__TASK REQUIREMENTS__:
Print every entry word for word, but omit the pictures.

__THE INPUT__:

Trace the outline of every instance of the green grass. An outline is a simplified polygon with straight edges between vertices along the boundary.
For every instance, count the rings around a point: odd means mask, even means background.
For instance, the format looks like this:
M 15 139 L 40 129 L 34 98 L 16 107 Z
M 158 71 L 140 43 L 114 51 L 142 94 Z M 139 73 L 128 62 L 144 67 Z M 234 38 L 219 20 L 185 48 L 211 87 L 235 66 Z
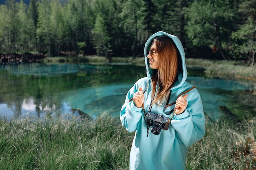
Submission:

__ANSWER IN FULL__:
Trace the outline of every instance of the green grass. An outline is a simplified polygon with straight edges between vertices along the boundary.
For every instance, count the rings around a point: odd means mask, even means background.
For instance, the format looks like this:
M 15 139 L 40 129 L 34 98 L 16 107 Z
M 158 71 L 140 43 L 114 51 L 142 94 Z M 139 73 L 128 62 L 144 67 Z M 234 38 L 219 20 L 185 48 L 211 87 L 235 66 Z
Submission:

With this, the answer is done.